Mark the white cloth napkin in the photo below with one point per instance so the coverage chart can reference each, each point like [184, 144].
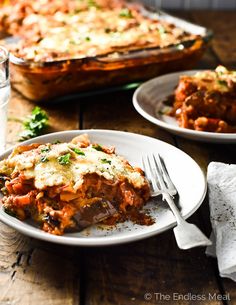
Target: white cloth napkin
[221, 179]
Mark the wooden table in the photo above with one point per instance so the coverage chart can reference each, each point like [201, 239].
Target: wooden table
[36, 272]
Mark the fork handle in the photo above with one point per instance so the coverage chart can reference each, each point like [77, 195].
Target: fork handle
[173, 207]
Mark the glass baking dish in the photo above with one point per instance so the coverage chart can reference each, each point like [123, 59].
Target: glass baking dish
[45, 81]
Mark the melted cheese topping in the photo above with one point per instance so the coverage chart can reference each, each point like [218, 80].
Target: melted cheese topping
[43, 165]
[86, 28]
[219, 80]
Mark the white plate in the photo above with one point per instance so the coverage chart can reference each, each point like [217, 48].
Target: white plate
[148, 101]
[184, 171]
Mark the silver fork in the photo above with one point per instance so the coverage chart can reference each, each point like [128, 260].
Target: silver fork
[187, 235]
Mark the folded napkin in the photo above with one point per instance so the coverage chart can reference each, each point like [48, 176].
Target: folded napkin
[221, 179]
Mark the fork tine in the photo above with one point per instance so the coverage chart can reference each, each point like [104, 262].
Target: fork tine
[171, 187]
[157, 172]
[149, 175]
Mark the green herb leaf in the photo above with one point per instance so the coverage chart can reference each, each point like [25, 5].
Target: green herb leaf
[92, 3]
[56, 142]
[45, 149]
[78, 151]
[222, 82]
[106, 161]
[125, 12]
[98, 147]
[35, 124]
[43, 159]
[64, 159]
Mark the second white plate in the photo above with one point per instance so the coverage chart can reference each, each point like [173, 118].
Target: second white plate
[148, 100]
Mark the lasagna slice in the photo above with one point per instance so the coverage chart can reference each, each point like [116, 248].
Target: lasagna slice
[69, 186]
[206, 101]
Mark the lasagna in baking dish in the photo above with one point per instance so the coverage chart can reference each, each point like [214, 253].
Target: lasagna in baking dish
[206, 101]
[70, 186]
[51, 30]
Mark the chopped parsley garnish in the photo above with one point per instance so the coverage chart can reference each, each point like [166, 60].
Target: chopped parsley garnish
[35, 124]
[106, 161]
[162, 30]
[222, 82]
[45, 149]
[64, 159]
[78, 151]
[107, 30]
[56, 142]
[44, 159]
[98, 147]
[125, 12]
[92, 3]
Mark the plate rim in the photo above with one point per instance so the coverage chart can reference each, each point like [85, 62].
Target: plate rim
[105, 240]
[203, 135]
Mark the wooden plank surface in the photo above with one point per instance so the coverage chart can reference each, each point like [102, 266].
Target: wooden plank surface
[35, 272]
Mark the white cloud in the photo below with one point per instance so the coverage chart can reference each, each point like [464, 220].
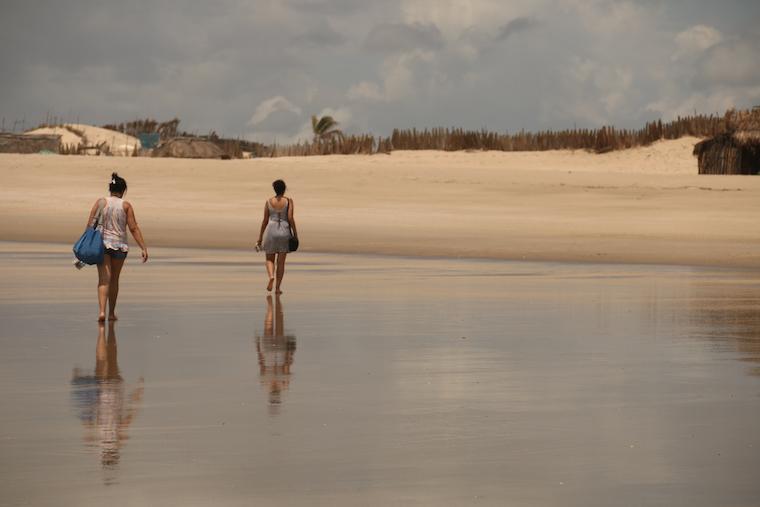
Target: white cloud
[272, 105]
[365, 91]
[695, 40]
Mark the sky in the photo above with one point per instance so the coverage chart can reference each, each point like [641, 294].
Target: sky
[259, 69]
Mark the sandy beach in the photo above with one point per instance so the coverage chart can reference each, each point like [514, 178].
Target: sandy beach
[377, 381]
[644, 205]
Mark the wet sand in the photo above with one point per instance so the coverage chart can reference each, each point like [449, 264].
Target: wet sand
[378, 381]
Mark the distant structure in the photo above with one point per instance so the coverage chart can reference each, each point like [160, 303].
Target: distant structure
[736, 151]
[25, 143]
[188, 147]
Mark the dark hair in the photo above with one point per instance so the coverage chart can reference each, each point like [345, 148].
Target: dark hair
[279, 187]
[118, 184]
☆ ☆ ☆ ☆ ☆ ☆ ☆
Task description: Your response should contain each line of the listing in which the word "below" occurs.

Written answer:
Mark the white cloth napkin in the photo below with one point per instance so the coverage chart can reference each, each point like [184, 144].
Mark the white cloud in the photo below with one point per instance so the coverage chart can reference each, each point like [464, 220].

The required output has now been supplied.